** Start INPUT **

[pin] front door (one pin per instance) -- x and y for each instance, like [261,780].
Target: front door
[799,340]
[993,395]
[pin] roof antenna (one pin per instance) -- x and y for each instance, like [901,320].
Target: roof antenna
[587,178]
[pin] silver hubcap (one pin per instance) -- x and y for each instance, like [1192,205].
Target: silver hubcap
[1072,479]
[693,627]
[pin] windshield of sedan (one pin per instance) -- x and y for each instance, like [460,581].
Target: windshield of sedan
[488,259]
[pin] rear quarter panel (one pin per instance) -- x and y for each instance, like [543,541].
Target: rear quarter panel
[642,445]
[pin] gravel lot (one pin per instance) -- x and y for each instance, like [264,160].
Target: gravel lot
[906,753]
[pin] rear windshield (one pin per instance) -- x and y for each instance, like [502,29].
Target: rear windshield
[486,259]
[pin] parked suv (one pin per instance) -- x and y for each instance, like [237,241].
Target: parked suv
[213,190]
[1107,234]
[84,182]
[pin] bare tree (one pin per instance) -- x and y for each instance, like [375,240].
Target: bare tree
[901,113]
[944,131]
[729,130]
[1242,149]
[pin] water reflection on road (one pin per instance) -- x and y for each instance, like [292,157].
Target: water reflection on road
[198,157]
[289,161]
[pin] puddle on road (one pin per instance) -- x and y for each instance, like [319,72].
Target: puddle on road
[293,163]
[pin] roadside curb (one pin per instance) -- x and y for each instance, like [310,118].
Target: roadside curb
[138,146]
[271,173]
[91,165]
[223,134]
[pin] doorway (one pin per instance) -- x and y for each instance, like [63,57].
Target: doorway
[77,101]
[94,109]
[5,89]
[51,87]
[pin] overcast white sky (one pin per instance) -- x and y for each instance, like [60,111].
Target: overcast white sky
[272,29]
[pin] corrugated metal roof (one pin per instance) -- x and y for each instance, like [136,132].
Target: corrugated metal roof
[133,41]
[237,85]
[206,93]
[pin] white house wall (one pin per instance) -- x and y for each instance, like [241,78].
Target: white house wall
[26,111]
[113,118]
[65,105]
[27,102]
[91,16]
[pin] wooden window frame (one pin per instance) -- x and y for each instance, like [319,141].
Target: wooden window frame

** End INPUT **

EXERCISE INSTRUCTIONS: Express every one of the rows above as a numbered list, omitting any blank lines.

ANSWER FOR THIS EXERCISE:
1. [pin] front door (one pin per instance) -- x and y for each instance, like [261,780].
2. Target: front door
3. [799,340]
4. [993,395]
5. [pin] roof antenna (one pin per instance) -- x and y for each instance, like [901,320].
6. Target: roof antenna
7. [587,178]
8. [pin] silver hubcap (one pin per instance) -- x and y for each instance, like [1192,205].
9. Target: silver hubcap
10. [1072,479]
11. [693,627]
12. [pin] windshield of sedan (one pin per instance) -- x and y for each instance, like [460,581].
13. Target: windshield of sedan
14. [488,259]
15. [pin] rear quarter panel (one pin per instance) -- x and y for each instance, like [543,541].
16. Target: rear quarter panel
17. [642,445]
18. [pin] gravel lot (one pin per instance) -- x and y for each instance, like [264,160].
19. Target: gravel lot
20. [906,753]
21. [pin] rear windshield (one pin per instance) -- x and y for each instance, like [502,29].
22. Target: rear windshield
23. [486,259]
24. [pin] parked suv (one pin per instance) -- x and y for each instance, like [237,241].
25. Target: parked suv
26. [213,190]
27. [1107,234]
28. [84,182]
29. [pin] bare tree (one pin per instance) -- x and y for each instance, like [375,240].
30. Target: bare tree
31. [901,113]
32. [944,131]
33. [729,130]
34. [1242,149]
35. [pin] water reflection on road (one pin per instance) -- x and y for each instance, like [292,157].
36. Target: water reflection on road
37. [198,157]
38. [289,161]
39. [pin] puddle on road (one pin per instance) -- x and y for each instance, like [319,72].
40. Target: puddle on road
41. [293,163]
42. [pin] roadside curb (one pin per instance) -- x and y for each instance, like [310,118].
43. Target: roadside curb
44. [138,146]
45. [271,173]
46. [91,165]
47. [223,134]
48. [pin] doorway (one pin per instance) -- x and y for each instance, like [63,57].
49. Target: doorway
50. [77,101]
51. [94,109]
52. [5,89]
53. [51,87]
54. [pin] overcast white sky (one pin per instance) -- x and y for each instance, like [60,111].
55. Target: overcast white sky
56. [272,29]
57. [pin] corrugated metal roof (one pin per instance) -- x and y for each instance, like [136,132].
58. Target: corrugated metal roof
59. [133,41]
60. [237,85]
61. [206,93]
62. [pin] white house wall (one pin per instance) -- x and y for each instance, like [241,78].
63. Target: white house wall
64. [26,111]
65. [113,118]
66. [65,105]
67. [27,102]
68. [91,16]
69. [pin] wooden window frame (one pin per instance) -- x and y for each instance, like [319,141].
70. Target: wooden window frame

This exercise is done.